* QUOTED PASSAGE:
Every Board needs Experience

HDN Board Diversity

    Every Board needs Experience

     Take a look at any management team or board, in any sector or industry, public or private, and you’re more than likely to see a healthy smattering of PMS.

    Pale, male and stales have held an upper hand for centuries, and progress in producing opportunities for women and ethnic minority workers has been frustratingly slow; but this is not a conveyor belt of management potential where the young thrusting thinkers jump on, and a collection of white over-50s blokes drop off the other end.

    Talent appears in all shapes and sizes, success comes with hard work and experience grows with age.

    Here at the Housing Diversity Network we work hard to help organisations improve the diversity on their boards, to better represent the communities they face. Our Board Diversity Programme is designed to find the talent every association needs from the places recruiters have for too long ignored. We leave no stone unturned in pursuit of board potential and we’re working to adjust the cultural balance of management teams.

* GIVEN INFORMATION:
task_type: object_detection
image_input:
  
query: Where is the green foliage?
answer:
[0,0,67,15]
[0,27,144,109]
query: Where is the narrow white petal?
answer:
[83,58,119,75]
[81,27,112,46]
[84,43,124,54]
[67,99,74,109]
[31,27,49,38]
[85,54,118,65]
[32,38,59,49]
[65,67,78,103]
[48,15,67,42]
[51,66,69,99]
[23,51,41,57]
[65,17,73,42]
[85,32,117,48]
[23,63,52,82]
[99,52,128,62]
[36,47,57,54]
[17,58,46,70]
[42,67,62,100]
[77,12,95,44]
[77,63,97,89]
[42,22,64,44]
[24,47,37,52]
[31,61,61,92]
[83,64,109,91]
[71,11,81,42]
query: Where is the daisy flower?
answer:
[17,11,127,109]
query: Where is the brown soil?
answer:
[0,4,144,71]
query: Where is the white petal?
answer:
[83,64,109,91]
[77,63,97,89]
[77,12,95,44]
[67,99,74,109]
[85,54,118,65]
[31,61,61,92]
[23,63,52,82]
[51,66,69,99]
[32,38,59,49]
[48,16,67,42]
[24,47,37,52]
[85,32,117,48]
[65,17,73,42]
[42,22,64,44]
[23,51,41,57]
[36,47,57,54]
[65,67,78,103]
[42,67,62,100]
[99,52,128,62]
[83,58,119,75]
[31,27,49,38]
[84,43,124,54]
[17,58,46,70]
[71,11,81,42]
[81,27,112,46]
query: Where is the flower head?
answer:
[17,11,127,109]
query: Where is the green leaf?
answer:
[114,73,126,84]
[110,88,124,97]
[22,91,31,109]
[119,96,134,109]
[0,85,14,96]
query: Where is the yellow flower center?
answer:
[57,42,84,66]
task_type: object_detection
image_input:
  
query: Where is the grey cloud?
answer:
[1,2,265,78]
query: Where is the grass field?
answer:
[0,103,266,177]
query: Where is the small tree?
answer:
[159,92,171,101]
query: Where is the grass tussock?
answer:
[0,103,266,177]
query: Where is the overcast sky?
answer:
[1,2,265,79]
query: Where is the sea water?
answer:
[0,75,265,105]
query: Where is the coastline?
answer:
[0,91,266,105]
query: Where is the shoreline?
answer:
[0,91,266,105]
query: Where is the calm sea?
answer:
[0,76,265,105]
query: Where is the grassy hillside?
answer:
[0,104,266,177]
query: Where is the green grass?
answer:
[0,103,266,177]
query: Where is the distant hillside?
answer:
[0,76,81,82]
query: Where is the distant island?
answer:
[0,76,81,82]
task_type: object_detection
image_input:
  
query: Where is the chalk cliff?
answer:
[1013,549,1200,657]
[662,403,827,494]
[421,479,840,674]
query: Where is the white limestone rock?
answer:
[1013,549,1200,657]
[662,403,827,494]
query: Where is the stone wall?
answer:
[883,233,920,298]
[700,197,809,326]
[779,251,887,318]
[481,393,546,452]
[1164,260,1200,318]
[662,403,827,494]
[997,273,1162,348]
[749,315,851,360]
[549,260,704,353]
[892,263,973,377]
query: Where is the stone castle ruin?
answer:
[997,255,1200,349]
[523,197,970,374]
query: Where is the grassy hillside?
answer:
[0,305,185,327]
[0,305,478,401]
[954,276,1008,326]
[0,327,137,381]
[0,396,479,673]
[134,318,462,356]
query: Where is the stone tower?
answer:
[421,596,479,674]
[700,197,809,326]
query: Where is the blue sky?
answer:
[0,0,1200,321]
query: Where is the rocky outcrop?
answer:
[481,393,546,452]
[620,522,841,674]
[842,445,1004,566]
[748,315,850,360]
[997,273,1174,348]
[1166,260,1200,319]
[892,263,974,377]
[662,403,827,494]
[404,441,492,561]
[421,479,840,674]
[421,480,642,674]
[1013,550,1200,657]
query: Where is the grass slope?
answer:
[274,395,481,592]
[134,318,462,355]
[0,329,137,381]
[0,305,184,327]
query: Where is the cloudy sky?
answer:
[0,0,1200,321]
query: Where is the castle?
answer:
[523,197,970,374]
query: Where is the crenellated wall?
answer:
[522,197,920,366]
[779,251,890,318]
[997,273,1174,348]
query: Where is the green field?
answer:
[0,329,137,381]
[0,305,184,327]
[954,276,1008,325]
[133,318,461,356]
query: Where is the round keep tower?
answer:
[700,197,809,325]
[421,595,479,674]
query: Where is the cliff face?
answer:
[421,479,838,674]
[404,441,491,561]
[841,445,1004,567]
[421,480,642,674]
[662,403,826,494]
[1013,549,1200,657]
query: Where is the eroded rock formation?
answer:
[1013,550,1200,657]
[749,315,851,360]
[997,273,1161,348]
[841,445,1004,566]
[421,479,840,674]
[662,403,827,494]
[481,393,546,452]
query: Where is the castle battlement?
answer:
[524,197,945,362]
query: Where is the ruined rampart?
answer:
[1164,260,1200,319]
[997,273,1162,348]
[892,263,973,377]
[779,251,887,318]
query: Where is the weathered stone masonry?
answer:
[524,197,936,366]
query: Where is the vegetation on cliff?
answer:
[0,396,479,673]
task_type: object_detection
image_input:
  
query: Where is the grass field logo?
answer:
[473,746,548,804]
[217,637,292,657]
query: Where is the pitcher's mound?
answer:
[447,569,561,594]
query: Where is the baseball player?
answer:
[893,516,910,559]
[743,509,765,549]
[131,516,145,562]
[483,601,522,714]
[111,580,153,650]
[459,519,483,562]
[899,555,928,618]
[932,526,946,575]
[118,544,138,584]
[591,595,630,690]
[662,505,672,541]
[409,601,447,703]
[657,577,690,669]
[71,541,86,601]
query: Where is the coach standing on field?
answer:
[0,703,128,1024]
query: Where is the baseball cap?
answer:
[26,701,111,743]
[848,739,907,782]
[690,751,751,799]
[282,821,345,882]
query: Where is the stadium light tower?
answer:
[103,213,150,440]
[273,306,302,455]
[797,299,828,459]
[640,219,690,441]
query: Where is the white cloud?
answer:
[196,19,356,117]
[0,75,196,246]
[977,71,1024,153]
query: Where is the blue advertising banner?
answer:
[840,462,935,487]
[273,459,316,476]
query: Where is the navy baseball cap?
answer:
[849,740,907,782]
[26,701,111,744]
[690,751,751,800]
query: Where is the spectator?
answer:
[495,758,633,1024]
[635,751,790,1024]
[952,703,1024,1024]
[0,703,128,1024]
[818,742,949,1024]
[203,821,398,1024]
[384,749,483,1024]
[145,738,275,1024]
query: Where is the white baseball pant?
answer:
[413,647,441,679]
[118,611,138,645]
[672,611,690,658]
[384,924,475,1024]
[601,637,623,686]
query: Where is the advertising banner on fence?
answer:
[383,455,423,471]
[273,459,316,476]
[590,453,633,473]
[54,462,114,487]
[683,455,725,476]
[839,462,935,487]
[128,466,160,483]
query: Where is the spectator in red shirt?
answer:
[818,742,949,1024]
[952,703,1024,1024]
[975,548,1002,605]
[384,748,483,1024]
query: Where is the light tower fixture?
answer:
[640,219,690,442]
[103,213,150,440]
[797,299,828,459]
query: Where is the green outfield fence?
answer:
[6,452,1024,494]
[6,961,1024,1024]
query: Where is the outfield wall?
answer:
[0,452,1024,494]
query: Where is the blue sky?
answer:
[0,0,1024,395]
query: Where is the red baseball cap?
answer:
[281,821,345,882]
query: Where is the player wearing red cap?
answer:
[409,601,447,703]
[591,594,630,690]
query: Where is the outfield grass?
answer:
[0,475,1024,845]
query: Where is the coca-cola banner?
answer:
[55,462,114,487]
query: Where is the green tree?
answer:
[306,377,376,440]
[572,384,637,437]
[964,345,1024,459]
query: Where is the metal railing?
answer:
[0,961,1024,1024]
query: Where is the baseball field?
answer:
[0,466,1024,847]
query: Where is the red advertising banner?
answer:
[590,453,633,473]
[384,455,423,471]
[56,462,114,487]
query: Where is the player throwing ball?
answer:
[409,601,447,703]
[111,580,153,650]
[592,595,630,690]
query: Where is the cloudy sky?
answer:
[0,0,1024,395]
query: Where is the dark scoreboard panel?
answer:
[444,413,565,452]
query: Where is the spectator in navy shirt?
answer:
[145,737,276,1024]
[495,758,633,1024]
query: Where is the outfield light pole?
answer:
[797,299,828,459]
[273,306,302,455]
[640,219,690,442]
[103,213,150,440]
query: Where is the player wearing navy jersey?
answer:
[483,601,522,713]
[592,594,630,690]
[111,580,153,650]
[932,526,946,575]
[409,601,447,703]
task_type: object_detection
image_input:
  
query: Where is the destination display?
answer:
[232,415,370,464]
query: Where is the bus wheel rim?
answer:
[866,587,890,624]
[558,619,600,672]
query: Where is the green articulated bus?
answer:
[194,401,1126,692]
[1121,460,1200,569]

* PROBLEM A: In the board diversity piece, what is the Board Diversity Programme designed to do?
* PROBLEM B: From the board diversity piece, copy everything from "HDN Board Diversity" down to "grows with age.".

* ANSWER SECTION A: It is designed to find the talent every association needs from the places recruiters have for too long ignored.

* ANSWER SECTION B:
HDN Board Diversity

    Every Board needs Experience

     Take a look at any management team or board, in any sector or industry, public or private, and you’re more than likely to see a healthy smattering of PMS.

    Pale, male and stales have held an upper hand for centuries, and progress in producing opportunities for women and ethnic minority workers has been frustratingly slow; but this is not a conveyor belt of management potential where the young thrusting thinkers jump on, and a collection of white over-50s blokes drop off the other end.

    Talent appears in all shapes and sizes, success comes with hard work and experience grows with age.